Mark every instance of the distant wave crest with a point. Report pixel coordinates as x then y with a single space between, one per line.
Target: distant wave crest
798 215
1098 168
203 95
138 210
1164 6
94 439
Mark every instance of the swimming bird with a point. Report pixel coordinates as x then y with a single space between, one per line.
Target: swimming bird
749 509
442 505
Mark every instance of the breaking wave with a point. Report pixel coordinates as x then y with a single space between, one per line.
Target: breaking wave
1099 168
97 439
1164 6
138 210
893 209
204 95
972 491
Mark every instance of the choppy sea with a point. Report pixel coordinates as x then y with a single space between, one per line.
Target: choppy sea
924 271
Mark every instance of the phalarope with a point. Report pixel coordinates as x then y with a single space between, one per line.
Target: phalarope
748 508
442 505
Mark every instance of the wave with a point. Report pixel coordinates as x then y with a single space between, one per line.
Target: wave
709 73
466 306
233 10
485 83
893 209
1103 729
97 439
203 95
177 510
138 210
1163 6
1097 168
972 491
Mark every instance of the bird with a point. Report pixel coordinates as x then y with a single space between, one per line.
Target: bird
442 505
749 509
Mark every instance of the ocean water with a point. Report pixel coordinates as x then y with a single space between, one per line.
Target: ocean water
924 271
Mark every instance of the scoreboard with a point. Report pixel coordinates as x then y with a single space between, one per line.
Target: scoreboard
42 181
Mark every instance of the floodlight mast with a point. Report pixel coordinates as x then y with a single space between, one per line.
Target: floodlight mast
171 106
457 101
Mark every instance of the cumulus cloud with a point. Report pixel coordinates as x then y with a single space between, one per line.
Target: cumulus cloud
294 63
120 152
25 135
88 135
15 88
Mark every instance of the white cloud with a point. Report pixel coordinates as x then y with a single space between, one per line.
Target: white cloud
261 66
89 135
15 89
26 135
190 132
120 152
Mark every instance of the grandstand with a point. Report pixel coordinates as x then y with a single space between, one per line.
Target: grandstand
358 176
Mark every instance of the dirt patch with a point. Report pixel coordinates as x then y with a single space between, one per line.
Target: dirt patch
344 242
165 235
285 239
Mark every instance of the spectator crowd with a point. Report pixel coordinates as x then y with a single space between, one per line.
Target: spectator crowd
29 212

__________________________________________________

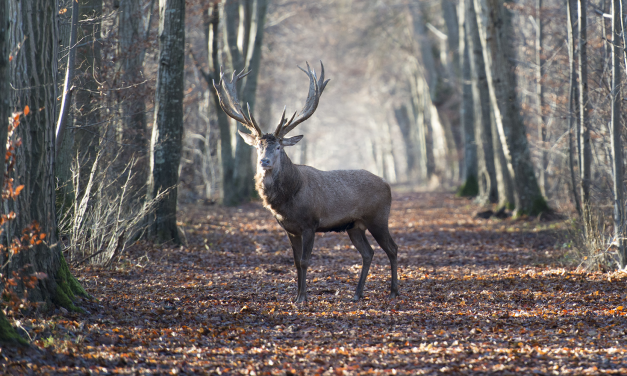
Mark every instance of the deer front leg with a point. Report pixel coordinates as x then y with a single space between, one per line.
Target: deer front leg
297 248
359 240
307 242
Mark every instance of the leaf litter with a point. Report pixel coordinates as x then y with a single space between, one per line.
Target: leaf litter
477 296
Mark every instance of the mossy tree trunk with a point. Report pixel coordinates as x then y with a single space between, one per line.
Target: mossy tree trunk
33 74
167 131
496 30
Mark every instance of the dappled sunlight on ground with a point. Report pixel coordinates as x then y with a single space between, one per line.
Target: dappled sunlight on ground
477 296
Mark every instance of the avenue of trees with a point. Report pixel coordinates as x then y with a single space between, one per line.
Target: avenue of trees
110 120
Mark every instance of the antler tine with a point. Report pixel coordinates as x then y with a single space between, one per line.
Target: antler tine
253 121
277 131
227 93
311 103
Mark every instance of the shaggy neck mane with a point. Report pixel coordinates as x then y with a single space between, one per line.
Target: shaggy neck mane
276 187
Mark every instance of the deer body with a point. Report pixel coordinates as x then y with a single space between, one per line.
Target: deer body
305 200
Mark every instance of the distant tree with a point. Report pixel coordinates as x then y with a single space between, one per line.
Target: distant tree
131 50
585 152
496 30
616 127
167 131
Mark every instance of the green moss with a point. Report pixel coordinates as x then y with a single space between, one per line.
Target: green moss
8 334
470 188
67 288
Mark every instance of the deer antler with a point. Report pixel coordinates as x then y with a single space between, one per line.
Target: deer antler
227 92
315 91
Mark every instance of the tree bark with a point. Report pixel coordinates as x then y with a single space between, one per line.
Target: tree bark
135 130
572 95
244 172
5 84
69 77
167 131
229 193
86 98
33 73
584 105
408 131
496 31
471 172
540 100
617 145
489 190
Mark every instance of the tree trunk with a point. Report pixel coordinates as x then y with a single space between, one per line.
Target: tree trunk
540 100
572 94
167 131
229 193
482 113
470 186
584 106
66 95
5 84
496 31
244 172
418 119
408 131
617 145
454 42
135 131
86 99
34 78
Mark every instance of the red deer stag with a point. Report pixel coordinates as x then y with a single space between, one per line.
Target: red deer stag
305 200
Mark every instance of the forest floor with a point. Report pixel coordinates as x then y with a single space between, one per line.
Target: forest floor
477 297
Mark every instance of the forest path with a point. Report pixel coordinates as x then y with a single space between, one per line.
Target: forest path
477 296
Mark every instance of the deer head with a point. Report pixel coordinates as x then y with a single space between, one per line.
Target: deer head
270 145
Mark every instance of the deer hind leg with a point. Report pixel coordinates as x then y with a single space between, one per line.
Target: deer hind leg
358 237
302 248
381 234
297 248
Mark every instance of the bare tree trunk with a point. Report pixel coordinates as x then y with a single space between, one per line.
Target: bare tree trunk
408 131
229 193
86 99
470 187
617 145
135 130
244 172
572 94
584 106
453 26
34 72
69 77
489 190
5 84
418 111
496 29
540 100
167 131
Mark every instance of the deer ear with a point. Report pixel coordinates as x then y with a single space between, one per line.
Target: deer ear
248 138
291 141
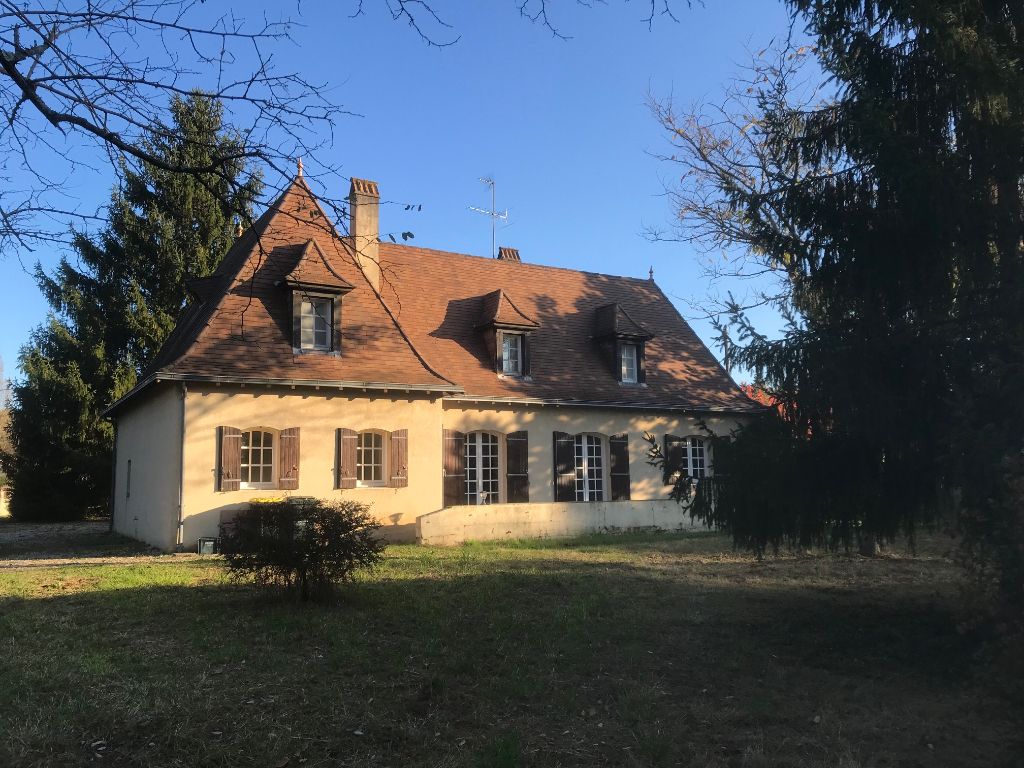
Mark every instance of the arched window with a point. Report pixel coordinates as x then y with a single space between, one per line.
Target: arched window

__________________________________________________

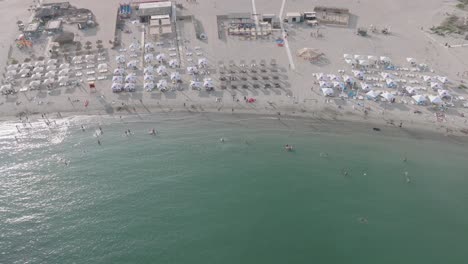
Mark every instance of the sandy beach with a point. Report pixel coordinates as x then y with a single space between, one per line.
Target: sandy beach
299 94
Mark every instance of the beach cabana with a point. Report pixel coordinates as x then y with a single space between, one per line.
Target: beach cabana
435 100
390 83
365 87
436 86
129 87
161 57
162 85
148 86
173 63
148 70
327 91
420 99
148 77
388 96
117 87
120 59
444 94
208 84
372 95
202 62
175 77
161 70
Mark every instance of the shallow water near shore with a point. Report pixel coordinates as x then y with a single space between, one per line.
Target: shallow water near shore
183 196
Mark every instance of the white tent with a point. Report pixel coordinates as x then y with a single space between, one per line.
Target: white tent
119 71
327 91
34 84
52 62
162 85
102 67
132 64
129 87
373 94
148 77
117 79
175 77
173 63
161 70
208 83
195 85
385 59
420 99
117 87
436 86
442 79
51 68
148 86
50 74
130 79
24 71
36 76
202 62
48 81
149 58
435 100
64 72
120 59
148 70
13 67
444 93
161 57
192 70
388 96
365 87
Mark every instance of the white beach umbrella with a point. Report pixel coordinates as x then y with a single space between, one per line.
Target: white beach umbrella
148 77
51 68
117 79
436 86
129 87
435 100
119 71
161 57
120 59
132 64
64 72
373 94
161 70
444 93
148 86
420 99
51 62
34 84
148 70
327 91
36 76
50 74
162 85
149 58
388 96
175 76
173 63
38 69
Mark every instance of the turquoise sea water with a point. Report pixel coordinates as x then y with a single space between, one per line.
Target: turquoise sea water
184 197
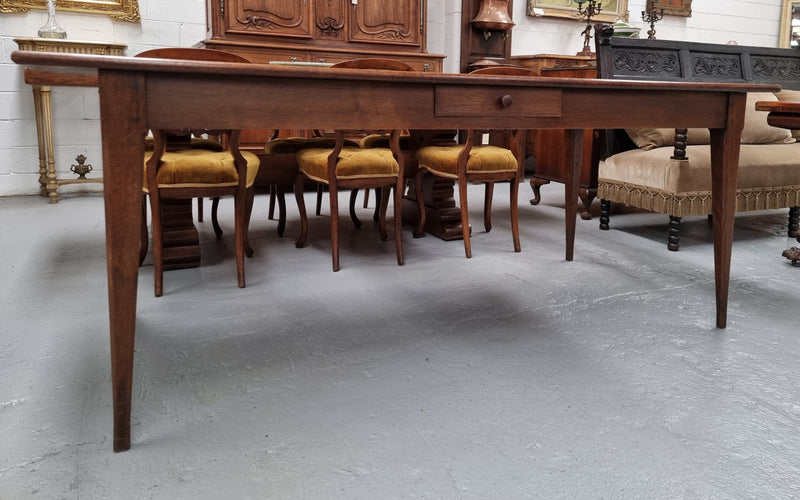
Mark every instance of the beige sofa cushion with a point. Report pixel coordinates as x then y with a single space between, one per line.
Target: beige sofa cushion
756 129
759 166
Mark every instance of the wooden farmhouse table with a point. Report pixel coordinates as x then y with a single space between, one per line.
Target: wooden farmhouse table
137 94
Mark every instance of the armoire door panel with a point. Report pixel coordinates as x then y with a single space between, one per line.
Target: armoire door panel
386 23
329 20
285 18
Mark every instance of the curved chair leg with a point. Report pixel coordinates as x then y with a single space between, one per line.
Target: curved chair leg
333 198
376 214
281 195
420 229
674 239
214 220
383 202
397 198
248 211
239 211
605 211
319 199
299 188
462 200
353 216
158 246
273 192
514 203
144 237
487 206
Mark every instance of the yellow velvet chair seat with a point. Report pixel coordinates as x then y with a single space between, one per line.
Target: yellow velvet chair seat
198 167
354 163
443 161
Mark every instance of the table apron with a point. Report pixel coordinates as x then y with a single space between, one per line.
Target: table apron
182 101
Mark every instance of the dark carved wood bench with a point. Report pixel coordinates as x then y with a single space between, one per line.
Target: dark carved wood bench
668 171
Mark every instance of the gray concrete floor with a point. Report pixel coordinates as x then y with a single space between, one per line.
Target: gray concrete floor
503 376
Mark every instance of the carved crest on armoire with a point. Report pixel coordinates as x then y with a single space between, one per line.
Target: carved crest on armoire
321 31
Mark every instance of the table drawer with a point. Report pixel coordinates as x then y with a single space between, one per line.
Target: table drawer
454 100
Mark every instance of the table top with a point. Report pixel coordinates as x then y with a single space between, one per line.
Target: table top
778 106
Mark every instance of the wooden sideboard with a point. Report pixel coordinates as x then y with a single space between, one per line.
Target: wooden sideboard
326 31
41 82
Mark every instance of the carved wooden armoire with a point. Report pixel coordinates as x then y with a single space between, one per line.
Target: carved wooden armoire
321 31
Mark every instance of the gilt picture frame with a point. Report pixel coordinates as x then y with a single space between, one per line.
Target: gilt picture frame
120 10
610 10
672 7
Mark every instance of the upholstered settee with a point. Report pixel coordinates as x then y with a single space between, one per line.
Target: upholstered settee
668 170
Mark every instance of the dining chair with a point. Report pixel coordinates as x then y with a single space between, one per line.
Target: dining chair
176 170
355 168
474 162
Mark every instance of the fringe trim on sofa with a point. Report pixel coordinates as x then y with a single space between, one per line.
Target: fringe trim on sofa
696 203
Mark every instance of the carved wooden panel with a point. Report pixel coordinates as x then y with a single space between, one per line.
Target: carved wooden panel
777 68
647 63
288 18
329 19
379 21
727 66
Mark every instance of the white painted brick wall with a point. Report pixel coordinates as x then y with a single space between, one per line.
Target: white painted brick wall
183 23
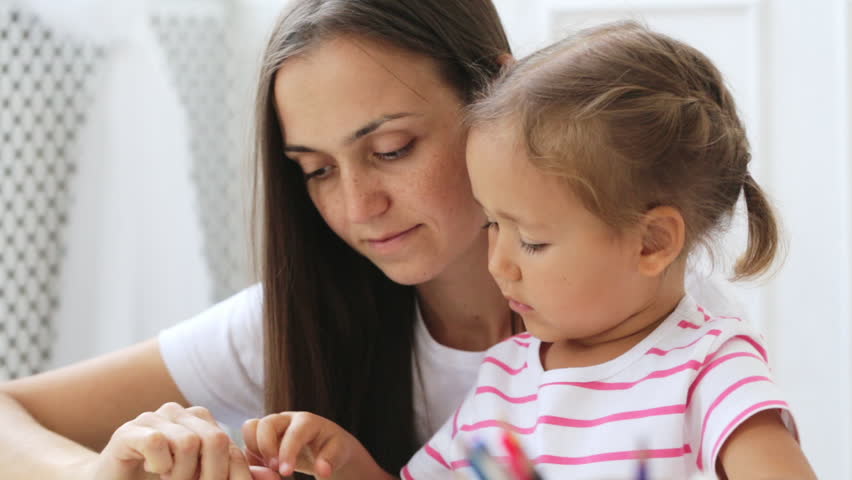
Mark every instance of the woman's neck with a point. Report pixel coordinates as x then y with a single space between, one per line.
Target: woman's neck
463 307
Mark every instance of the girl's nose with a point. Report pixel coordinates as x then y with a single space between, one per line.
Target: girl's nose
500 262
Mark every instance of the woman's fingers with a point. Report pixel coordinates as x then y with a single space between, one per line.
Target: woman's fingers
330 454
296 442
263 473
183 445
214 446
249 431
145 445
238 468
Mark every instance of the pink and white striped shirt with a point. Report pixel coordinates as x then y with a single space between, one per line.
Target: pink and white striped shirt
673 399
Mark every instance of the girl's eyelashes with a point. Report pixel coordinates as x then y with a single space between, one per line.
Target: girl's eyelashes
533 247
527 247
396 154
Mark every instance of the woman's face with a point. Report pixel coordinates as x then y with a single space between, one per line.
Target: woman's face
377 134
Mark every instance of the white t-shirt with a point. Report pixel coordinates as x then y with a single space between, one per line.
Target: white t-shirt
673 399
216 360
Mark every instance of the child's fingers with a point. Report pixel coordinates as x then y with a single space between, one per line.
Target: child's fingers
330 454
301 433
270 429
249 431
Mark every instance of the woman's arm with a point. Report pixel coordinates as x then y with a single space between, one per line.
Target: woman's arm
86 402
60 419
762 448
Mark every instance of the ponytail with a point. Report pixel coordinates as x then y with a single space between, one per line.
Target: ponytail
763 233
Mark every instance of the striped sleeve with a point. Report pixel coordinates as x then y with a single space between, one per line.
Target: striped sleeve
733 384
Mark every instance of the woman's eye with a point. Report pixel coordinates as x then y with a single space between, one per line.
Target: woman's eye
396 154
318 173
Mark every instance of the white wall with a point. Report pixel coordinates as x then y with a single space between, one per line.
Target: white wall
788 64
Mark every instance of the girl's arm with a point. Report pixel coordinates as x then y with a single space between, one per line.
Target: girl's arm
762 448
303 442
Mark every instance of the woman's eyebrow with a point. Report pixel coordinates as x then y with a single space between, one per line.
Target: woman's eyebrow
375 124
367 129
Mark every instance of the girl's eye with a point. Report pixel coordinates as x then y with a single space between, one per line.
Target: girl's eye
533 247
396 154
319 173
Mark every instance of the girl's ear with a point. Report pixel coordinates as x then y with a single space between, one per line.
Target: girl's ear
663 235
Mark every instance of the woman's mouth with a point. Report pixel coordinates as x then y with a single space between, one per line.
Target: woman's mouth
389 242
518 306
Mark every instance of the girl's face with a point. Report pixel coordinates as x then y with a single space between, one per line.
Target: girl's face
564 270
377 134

__________________________________________________

Problem to work on
Display each line of the entries above that contains the string "farmhouse".

Answer to this task
Mark every instance of the wooden farmhouse table with a point. Report pixel coordinates as x then y with a single space between, one per line.
Target: wooden farmhouse table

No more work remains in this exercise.